■ **Page extract**:
# Waitingbfor RRV from Mexico to Australia. Over 75days already



## Mkss (6 mo ago)

Hi I'm wondering if anyone else has ever been through this sort of waiting where it's taken this long to get a RRV back to Australia. The father of my kids went for a 1week trip to Mexico, not realising he needed to apply for a RRV back to Australia. His 37years, lives all his life in Australia. First ever trip so he was unaware that he needed to get a Visa to return back. It's been 75 days and still nothing from immigration. I'm just kind of wondering if anyone has had to wait this long.


----------



## timmy45 (Mar 22, 2021)

This sounds like a problem that should be addressed by people familiar with Australian immigration law. If he is an Australian citizen with an AU passport it would not seem difficult. Has he contacted the Australian consulate in Mexico? People arriving in MX get a tourist visa for a few months and simply return the form when leaving Mexico. Is there any possibility that he is just choosing to stay in Mexico? Hope this gets resolved for you.


----------



## timmy45 (Mar 22, 2021)

I did a little looking and this is what I found. It appears that the RRV applies to Residents of AU nto citizens. If he is not an AU citizen, he faces a significant wait, especially when applying out of the country. Here is a website that states that the very large % of applicants may face 3-4 months wait for approval. Look at this information and see what applies to him. 



https://immi.homeaffairs.gov.au/visas/getting-a-visa/visa-listing/resident-return-visa-155-157


----------



## Mkss (6 mo ago)

Thank you for your reply. Much appreciated. 

His been n australia since 1989. Never left once. So his a PR if Australia. Left as a PR. Only problem is, he never applied for the RRV, hence the reason why his still there waiting. His been staying with someone who owns a factory, which I know for a fact does not want to be there. He just wants to come back home to his kids. 
When you say it should be addressed by someone who is familiar with immigration law, would you know anyone to recommend and what exactly do they do?

Do you know if there is any way to expedite the application?


----------



## MangoTango (Feb 8, 2020)

I do not even know what an RRV is - but it appears that there is also an Australian forum on this website. Perhaps someone there might have some input / related experience ?


----------



## timmy45 (Mar 22, 2021)

Mkss said:


> Thank you for your reply. Much appreciated.
> 
> His been n australia since 1989. Never left once. So his a PR if Australia. Left as a PR. Only problem is, he never applied for the RRV, hence the reason why his still there waiting. His been staying with someone who owns a factory, which I know for a fact does not want to be there. He just wants to come back home to his kids.

■ **Data provided**:
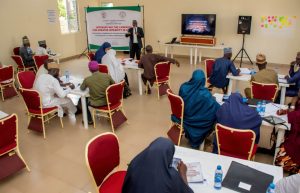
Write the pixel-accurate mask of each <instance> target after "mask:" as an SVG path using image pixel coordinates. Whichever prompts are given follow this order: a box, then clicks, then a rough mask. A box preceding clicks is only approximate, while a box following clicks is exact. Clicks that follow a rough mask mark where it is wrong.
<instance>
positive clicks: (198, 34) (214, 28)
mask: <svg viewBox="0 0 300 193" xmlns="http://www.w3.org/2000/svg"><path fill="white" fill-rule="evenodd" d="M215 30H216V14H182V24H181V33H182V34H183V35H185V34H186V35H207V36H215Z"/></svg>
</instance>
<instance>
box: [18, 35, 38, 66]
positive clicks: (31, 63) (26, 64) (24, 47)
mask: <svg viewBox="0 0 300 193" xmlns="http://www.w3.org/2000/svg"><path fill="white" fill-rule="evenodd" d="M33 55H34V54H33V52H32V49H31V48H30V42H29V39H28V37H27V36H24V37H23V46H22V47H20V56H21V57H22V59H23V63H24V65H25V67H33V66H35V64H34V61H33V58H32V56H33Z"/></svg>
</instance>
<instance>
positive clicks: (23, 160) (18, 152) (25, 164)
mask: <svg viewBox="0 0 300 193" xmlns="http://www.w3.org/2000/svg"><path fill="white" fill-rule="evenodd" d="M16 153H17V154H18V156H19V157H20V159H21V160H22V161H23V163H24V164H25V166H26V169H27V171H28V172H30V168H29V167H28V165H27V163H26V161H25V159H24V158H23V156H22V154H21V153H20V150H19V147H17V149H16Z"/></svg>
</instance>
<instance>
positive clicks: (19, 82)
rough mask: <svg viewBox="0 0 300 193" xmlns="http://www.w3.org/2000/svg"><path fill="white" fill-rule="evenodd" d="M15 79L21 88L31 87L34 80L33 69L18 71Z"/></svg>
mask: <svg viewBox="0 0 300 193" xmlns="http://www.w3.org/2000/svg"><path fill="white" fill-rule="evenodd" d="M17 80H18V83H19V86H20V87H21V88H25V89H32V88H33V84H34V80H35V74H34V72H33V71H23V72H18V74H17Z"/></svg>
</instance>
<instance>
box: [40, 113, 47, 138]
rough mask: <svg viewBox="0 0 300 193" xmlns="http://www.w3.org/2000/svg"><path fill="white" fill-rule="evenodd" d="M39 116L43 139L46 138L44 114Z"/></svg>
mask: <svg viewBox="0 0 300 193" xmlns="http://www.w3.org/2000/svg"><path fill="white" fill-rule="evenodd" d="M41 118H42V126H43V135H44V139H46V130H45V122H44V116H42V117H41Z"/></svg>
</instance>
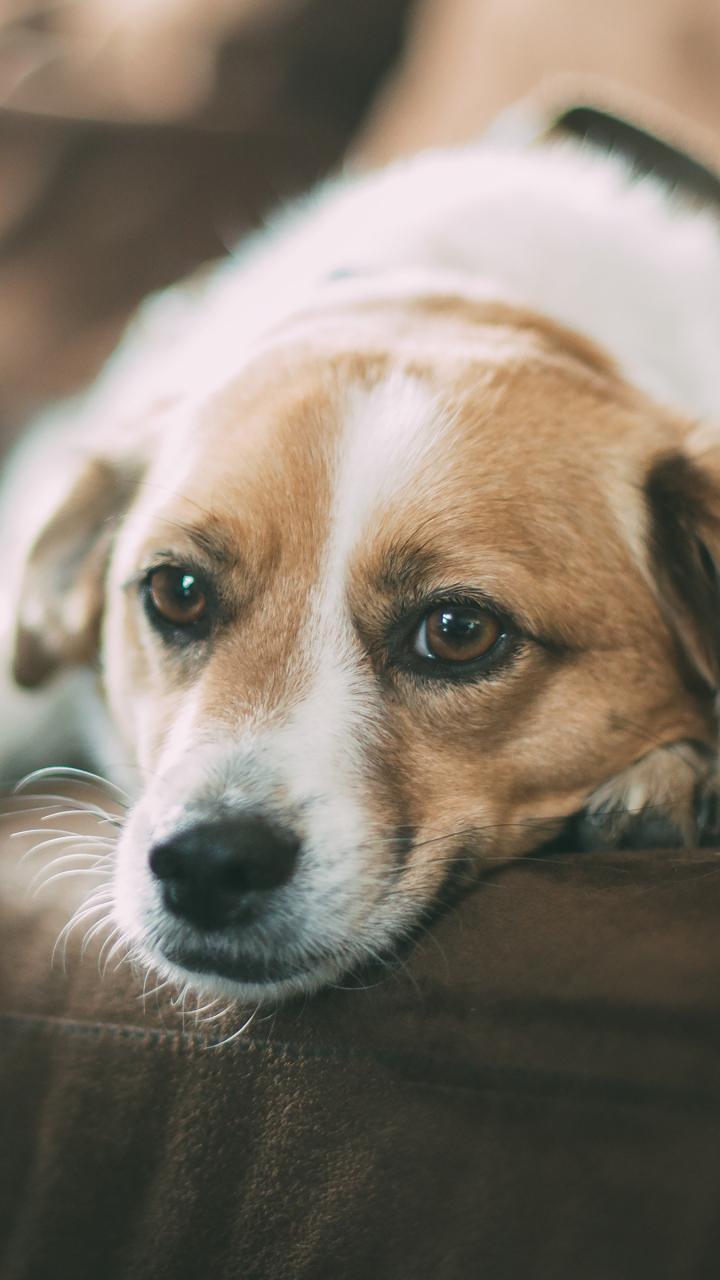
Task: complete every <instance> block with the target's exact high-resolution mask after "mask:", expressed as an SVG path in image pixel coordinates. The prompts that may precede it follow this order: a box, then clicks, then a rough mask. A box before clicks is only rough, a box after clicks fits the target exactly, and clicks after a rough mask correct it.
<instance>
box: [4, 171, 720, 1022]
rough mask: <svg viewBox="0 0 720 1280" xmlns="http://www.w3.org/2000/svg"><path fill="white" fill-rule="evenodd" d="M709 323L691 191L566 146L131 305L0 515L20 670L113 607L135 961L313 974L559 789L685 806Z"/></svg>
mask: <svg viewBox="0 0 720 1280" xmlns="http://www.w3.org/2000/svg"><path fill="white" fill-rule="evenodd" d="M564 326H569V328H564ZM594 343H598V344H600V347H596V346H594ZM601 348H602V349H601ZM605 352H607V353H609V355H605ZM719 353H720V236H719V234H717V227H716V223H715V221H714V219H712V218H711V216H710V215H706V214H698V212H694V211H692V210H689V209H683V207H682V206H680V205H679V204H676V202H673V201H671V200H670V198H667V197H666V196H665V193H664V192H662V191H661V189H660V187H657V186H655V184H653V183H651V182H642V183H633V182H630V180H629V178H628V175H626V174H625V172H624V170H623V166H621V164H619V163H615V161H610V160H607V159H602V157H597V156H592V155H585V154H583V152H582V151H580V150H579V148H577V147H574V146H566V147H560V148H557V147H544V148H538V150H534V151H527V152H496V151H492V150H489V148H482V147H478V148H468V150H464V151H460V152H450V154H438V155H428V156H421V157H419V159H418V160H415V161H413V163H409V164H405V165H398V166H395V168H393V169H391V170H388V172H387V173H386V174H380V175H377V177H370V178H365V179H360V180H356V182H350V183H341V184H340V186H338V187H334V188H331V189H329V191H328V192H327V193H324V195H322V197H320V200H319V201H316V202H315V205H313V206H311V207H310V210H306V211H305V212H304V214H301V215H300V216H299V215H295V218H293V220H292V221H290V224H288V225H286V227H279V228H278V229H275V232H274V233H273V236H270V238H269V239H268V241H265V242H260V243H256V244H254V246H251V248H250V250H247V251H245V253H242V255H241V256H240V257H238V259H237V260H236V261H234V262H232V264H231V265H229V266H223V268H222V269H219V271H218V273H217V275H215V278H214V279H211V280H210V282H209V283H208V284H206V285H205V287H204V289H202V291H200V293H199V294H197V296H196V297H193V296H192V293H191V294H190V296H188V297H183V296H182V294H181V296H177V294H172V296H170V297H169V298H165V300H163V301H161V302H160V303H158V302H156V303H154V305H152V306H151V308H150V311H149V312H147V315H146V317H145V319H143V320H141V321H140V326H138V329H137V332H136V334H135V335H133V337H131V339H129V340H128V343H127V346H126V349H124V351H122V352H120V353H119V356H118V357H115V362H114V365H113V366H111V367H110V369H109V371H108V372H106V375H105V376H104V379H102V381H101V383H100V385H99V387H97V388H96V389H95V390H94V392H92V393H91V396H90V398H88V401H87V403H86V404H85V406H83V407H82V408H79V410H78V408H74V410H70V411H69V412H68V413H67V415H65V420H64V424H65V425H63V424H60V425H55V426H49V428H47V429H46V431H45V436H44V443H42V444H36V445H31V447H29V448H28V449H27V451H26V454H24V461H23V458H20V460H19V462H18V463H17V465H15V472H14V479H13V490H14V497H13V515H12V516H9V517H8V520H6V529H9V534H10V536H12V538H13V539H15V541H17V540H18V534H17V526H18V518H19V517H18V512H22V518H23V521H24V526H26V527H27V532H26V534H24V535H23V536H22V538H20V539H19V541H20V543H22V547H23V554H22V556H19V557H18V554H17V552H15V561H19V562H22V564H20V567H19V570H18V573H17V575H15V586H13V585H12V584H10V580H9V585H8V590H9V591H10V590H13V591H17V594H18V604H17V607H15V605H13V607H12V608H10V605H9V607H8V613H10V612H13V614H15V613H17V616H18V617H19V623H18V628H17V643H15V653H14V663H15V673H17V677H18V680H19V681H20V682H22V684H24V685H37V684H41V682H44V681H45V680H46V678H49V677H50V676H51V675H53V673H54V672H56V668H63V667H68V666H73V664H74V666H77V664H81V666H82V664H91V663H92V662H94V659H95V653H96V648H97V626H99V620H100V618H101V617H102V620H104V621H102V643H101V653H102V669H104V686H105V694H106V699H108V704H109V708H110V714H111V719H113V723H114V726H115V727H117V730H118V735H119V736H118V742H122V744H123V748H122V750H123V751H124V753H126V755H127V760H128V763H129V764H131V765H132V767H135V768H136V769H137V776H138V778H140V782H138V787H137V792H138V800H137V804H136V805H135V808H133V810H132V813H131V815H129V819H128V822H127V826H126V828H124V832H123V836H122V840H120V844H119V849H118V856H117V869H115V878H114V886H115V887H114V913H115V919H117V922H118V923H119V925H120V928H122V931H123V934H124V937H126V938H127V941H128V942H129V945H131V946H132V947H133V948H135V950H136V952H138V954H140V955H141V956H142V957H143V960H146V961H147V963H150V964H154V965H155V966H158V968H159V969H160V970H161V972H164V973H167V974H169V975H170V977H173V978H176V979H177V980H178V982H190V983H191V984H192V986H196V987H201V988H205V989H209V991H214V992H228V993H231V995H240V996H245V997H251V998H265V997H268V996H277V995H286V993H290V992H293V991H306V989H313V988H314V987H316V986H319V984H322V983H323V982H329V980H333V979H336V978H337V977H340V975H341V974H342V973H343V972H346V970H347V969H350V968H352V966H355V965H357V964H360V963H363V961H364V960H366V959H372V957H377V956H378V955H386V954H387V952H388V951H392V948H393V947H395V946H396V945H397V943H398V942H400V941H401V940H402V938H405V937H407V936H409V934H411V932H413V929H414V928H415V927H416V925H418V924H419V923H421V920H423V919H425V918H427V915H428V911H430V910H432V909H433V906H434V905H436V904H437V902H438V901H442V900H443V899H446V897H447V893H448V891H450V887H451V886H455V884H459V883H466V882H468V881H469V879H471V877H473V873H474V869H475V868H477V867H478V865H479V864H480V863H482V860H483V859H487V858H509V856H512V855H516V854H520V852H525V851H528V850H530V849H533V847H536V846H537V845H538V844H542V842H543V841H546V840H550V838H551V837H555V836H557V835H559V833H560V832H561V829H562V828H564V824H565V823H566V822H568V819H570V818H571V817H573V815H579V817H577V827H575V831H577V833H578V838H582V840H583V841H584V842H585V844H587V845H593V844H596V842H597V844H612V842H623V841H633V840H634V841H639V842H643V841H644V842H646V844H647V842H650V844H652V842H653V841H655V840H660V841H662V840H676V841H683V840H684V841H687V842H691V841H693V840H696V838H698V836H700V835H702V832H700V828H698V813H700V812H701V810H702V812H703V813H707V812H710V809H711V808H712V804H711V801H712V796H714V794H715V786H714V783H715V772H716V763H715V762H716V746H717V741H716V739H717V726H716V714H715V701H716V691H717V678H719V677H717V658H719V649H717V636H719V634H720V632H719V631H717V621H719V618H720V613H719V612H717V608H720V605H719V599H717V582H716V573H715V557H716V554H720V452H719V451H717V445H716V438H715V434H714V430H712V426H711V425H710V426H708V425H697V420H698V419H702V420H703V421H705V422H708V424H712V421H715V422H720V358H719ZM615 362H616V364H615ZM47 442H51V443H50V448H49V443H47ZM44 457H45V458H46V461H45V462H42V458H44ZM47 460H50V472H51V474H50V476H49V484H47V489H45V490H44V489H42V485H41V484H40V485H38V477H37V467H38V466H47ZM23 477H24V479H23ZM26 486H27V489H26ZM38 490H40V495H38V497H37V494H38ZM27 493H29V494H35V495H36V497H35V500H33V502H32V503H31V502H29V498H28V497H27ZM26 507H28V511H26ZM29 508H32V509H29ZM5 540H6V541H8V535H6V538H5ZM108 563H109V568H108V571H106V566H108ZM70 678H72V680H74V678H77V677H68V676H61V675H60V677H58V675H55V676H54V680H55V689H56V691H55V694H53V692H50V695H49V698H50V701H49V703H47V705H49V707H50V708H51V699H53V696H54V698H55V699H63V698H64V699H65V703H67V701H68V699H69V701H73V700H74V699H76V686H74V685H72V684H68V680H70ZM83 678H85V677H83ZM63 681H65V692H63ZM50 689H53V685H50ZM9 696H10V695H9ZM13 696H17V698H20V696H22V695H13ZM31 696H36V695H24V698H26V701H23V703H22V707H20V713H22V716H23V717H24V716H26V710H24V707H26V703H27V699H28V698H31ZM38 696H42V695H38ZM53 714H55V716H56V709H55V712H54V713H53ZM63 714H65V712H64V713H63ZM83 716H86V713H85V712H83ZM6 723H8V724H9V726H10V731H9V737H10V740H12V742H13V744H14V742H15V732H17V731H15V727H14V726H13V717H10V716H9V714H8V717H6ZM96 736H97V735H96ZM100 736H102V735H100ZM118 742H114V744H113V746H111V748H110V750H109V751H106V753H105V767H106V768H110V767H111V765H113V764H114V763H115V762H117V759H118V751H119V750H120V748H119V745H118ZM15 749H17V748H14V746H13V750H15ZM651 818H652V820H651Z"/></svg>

■ **Required work**:
Please reproduce the part of the forum thread above about the return visa word for word, starting at the words "When you say" and ending after "related experience ?".

■ **Task solution**:
When you say it should be addressed by someone who is familiar with immigration law, would you know anyone to recommend and what exactly do they do?

Do you know if there is any way to expedite the application?


----------



## MangoTango (Feb 8, 2020)

I do not even know what an RRV is - but it appears that there is also an Australian forum on this website. Perhaps someone there might have some input / related experience ?